• SOURCE DOCUMENT
┌──

The best part is when people who say you can't value gold claim that it is overvalued. ???

 

I have felt for a while now that the unusual economic conditions we are going through justify a more prudent approach including finding things that will protect you if the shit hits the fan while still looking for value - a two pronged approach.

 

So, I have held small positions in cheap gold miners from when gold was about 800. Positions were too small to move the meter on my overall portfolio return but I see them more as cheap puts on Armaggedon.

 

More recently, when silver started to look interesting, I wanted to get some exposure but felt uncomfortable getting into a crowded trade so bought some SLV 25 puts as protection to allow me to scale into SLV or cheap silver miners if there should be a pullback in silver. For a while it looked like I had missed the boat but things are looking up right now! Paid 3 for the 2013 puts.

 

Hopefully this will compensate for the pasting I've taken on YLO this year!

 

The purpose of my post is not to point out how smart my trade was - luck had much to do with it - but to advance the view that we can retain our core value investing discipline without putting blinkers on to what other smart people are saying and doing. And, if circumstances arise which are exceptional, we should pay attention and try to protect ourselves or better still take advantage of them rather than adopt an evangelical view that we will do value investing and nothing else.

└──

• WORK TO COMPLETE
a. Answer these about the post on gold, silver and value investing:
(i) At about what gold price did the writer begin holding small positions in cheap gold miners?
(ii) What strike were the SLV puts the writer bought, and what was paid for them?
(iii) On which holding has the writer taken a pasting this year?
b. Can you go on with the post on gold, silver and value investing, picking up right after its final sentence?

• Coordinate annotation items
┌──

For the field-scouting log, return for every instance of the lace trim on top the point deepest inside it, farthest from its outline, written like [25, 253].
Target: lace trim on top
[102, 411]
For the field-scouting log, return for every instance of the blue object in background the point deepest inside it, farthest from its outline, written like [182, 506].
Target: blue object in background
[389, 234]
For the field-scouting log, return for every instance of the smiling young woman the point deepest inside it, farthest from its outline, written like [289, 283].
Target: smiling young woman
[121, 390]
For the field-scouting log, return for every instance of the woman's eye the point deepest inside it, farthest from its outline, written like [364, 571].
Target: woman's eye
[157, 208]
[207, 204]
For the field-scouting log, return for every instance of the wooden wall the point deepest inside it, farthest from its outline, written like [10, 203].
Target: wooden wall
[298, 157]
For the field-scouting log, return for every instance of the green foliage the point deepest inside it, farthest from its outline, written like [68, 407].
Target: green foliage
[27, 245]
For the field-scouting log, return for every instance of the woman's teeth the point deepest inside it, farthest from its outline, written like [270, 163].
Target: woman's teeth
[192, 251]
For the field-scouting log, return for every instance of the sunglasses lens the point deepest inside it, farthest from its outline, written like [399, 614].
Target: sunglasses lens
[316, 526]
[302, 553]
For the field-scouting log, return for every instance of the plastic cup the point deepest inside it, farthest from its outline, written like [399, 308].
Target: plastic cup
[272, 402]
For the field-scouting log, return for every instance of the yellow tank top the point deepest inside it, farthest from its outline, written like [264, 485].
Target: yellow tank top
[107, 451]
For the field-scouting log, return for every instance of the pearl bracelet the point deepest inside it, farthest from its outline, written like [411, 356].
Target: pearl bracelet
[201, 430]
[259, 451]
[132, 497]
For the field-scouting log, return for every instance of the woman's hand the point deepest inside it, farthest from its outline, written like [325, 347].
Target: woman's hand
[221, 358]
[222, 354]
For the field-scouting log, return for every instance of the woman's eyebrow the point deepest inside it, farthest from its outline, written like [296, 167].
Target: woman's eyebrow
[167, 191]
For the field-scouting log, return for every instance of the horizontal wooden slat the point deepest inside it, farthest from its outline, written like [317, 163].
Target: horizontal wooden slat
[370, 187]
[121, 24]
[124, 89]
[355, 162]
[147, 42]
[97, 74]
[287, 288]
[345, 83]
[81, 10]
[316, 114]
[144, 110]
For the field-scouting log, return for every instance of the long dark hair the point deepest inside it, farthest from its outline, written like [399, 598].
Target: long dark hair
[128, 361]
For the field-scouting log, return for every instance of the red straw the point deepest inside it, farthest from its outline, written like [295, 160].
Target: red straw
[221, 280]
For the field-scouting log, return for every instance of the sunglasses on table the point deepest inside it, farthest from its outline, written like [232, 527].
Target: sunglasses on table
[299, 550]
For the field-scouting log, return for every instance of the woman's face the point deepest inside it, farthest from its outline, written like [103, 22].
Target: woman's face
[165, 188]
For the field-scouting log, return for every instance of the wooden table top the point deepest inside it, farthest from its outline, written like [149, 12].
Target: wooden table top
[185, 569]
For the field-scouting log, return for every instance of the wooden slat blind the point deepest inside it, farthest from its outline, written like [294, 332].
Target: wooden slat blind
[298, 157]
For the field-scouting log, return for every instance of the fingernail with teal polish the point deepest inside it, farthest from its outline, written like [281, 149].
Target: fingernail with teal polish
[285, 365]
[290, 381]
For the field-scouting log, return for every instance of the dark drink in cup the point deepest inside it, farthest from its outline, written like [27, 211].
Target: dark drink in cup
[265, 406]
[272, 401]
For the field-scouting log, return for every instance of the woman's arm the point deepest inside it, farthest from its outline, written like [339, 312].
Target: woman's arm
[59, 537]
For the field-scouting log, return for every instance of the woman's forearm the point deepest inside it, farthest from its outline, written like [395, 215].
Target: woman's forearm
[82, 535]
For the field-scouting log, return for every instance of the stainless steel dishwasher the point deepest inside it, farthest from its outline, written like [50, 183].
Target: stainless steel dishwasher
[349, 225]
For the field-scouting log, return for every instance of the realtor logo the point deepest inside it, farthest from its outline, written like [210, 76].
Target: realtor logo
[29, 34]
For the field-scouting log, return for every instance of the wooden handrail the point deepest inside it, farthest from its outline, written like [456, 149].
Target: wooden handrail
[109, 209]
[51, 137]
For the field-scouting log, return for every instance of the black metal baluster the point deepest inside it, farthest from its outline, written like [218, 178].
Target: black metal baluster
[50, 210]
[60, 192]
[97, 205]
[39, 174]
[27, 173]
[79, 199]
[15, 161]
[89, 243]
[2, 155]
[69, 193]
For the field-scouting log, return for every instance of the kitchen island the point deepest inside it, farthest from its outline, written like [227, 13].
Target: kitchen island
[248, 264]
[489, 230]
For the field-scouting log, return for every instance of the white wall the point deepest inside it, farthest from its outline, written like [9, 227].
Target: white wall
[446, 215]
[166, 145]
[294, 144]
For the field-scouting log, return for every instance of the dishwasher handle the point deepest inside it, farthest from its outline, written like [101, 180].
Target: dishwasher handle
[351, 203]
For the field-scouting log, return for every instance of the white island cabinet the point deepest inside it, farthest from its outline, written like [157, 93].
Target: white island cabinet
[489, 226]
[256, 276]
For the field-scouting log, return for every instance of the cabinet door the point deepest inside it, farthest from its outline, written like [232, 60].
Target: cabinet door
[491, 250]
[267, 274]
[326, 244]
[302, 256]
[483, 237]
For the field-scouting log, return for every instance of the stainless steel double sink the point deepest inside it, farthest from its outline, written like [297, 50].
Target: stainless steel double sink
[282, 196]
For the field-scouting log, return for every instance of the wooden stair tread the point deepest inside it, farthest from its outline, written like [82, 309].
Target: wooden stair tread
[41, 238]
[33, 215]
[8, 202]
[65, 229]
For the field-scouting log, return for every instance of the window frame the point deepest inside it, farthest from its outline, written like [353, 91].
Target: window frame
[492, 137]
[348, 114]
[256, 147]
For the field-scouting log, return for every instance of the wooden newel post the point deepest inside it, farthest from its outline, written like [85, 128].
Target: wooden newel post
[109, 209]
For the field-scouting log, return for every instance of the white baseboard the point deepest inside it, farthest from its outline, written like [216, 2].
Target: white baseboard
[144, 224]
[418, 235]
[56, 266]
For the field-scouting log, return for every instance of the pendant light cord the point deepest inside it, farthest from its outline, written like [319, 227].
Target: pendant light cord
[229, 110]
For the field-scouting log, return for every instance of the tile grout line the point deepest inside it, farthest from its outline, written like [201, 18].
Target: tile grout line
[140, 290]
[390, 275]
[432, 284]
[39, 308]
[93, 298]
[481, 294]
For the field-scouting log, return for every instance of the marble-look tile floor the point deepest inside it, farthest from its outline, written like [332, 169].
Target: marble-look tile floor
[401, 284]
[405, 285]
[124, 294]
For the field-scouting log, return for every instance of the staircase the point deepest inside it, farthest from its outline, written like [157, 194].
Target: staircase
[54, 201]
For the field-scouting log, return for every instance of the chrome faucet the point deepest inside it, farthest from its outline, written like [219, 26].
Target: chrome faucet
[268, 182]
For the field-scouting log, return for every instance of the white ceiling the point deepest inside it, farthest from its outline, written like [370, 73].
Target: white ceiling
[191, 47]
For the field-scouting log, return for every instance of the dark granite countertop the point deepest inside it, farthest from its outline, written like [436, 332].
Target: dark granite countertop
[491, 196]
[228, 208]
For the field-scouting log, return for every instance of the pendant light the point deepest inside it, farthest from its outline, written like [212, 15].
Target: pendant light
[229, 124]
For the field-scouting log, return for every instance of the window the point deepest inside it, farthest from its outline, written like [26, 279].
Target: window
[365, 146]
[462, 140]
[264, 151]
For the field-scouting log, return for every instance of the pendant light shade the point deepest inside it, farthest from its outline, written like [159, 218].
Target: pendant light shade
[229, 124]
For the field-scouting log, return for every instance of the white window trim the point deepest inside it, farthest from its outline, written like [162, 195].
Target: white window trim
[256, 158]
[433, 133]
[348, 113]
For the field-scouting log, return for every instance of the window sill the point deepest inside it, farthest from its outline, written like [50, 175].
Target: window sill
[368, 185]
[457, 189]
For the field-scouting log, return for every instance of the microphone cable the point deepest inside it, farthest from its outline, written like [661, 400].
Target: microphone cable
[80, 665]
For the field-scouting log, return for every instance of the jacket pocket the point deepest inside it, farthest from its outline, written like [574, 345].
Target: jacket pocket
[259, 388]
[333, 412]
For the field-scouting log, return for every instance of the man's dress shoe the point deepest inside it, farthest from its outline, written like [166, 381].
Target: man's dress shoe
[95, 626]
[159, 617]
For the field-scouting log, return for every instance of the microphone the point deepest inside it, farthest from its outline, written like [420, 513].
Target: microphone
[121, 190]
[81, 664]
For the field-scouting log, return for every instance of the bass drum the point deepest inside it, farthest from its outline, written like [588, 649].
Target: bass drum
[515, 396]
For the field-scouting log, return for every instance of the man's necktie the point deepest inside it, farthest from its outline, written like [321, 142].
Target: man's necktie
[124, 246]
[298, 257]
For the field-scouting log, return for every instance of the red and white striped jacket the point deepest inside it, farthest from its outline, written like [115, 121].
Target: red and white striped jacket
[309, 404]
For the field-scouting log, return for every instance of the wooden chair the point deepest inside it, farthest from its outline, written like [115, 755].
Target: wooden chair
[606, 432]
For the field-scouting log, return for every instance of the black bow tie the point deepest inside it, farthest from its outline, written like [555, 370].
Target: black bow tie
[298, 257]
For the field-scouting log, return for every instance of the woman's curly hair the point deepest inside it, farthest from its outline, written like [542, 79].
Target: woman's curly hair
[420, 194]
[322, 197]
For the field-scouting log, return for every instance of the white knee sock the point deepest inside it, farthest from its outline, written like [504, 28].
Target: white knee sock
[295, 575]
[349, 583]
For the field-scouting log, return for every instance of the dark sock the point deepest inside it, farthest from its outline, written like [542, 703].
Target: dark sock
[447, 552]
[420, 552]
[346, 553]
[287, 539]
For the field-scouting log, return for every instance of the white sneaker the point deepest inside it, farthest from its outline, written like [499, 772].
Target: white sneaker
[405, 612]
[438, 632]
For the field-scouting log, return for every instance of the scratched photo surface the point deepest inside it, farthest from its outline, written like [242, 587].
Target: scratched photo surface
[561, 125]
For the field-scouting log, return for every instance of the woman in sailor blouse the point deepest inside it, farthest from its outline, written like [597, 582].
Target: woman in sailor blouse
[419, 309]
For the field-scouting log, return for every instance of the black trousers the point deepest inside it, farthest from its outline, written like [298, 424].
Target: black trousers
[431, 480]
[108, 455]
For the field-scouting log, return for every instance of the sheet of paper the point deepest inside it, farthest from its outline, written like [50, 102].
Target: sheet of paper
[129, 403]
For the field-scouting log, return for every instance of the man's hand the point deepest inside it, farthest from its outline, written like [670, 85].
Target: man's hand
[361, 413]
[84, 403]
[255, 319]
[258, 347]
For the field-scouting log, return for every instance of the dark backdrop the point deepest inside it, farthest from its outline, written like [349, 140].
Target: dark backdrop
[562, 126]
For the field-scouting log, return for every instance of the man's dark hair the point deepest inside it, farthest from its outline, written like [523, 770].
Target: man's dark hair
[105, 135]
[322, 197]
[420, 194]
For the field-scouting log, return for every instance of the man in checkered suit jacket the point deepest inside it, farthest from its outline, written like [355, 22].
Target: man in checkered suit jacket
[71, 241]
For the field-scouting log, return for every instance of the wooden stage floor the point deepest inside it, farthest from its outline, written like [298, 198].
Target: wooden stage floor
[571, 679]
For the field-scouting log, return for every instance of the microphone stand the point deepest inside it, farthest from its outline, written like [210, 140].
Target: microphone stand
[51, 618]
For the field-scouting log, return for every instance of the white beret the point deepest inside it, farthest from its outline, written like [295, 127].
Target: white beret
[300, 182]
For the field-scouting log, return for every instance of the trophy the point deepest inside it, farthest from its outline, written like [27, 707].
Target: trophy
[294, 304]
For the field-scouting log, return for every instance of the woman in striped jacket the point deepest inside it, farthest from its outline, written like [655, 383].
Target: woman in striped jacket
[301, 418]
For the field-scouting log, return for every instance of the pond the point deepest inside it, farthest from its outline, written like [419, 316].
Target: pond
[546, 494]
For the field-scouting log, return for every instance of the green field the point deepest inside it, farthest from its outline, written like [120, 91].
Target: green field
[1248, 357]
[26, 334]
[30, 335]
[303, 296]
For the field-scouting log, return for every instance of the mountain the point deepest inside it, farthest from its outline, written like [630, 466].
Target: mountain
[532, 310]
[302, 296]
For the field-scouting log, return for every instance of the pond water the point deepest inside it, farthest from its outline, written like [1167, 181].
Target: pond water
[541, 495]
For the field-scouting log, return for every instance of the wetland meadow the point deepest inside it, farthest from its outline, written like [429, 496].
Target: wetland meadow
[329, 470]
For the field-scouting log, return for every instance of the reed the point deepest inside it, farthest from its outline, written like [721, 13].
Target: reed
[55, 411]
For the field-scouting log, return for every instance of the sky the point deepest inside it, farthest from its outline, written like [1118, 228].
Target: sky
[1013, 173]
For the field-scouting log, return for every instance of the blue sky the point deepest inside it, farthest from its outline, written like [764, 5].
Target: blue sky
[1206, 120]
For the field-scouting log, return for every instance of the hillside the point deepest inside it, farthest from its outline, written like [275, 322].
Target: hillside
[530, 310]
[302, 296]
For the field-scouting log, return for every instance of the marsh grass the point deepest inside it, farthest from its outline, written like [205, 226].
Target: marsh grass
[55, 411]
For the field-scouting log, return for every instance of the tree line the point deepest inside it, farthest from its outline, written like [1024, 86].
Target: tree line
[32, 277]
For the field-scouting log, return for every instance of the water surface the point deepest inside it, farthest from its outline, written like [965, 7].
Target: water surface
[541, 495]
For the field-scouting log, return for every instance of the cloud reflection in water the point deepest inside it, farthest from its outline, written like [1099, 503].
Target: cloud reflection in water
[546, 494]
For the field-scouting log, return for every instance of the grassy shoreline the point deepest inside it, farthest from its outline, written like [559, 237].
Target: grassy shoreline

└──

• EXPECTED RESPONSES
a.
(i) About 800.
(ii) They were SLV 25 puts, and the writer paid 3 for the 2013 puts.
(iii) YLO.

b.
 

People like Watsa, Klarman, Burry use this approach quite successfully and no one would accuse them of not being value investors. Even Buffett has done things that do not fall purely into the value mould. We do ourselves a disservice when we close or limit our minds to ideas that do not fit within a fixed model. It may not be a good analogy but this is how religious zealotry works.

 

I am not advocating that we willy-nilly adopt macro based approaches to investing. However, I believe there is something to be gained by allowing our value decisions to be informed by exceptional circumstances.

 

It is instructive to look at cases when a dogged approach has hurt value investors - Bill Miller and Canadian mutual fund company, AIC, are examples. Berkowitz is a smart guy but he could become victim to his concentration on financials because of his reliance on non- permanent capital.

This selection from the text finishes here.